§ **STATED EXERCISE**: Output the lines of the listing as a Markdown table with columns "Row" and "Line," starting at the first line and ending with the line that contains "[103,68,110,75]". Leave out blank lines.

Data entries:
——————
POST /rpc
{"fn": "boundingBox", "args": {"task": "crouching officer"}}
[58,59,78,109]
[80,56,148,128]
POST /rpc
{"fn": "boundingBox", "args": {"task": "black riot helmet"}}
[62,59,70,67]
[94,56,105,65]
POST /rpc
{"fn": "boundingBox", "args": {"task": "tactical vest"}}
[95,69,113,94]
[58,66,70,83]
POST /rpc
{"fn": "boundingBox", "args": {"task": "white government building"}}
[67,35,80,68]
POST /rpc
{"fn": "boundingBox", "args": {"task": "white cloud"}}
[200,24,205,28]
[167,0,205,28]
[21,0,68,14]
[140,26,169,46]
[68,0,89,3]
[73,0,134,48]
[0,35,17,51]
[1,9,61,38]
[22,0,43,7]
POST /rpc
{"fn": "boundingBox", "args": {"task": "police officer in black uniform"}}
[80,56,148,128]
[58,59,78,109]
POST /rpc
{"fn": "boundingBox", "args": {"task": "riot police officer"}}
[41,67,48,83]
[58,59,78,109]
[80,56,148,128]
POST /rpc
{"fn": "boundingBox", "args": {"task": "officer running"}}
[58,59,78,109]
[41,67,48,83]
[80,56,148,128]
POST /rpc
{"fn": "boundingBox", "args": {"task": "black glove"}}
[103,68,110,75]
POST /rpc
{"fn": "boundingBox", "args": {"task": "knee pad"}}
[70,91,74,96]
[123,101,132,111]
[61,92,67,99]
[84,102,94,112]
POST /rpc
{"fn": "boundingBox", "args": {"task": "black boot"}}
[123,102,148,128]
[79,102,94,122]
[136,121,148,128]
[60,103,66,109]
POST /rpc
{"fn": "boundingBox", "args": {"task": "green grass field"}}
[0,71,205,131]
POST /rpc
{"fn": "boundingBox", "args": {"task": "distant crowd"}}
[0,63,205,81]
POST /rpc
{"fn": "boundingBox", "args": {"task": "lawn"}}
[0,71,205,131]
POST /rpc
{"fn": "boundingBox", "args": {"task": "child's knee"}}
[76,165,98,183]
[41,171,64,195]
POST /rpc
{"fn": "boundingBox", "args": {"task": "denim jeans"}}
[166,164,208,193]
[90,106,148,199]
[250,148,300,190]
——————
§ **SOLUTION BELOW**:
| Row | Line |
|---|---|
| 1 | POST /rpc |
| 2 | {"fn": "boundingBox", "args": {"task": "crouching officer"}} |
| 3 | [58,59,78,109] |
| 4 | [80,56,148,128] |
| 5 | POST /rpc |
| 6 | {"fn": "boundingBox", "args": {"task": "black riot helmet"}} |
| 7 | [62,59,70,67] |
| 8 | [94,56,105,65] |
| 9 | POST /rpc |
| 10 | {"fn": "boundingBox", "args": {"task": "tactical vest"}} |
| 11 | [95,69,113,94] |
| 12 | [58,66,70,83] |
| 13 | POST /rpc |
| 14 | {"fn": "boundingBox", "args": {"task": "white government building"}} |
| 15 | [67,35,80,68] |
| 16 | POST /rpc |
| 17 | {"fn": "boundingBox", "args": {"task": "white cloud"}} |
| 18 | [200,24,205,28] |
| 19 | [167,0,205,28] |
| 20 | [21,0,68,14] |
| 21 | [140,26,169,46] |
| 22 | [68,0,89,3] |
| 23 | [73,0,134,48] |
| 24 | [0,35,17,51] |
| 25 | [1,9,61,38] |
| 26 | [22,0,43,7] |
| 27 | POST /rpc |
| 28 | {"fn": "boundingBox", "args": {"task": "police officer in black uniform"}} |
| 29 | [80,56,148,128] |
| 30 | [58,59,78,109] |
| 31 | POST /rpc |
| 32 | {"fn": "boundingBox", "args": {"task": "riot police officer"}} |
| 33 | [41,67,48,83] |
| 34 | [58,59,78,109] |
| 35 | [80,56,148,128] |
| 36 | POST /rpc |
| 37 | {"fn": "boundingBox", "args": {"task": "officer running"}} |
| 38 | [58,59,78,109] |
| 39 | [41,67,48,83] |
| 40 | [80,56,148,128] |
| 41 | POST /rpc |
| 42 | {"fn": "boundingBox", "args": {"task": "black glove"}} |
| 43 | [103,68,110,75] |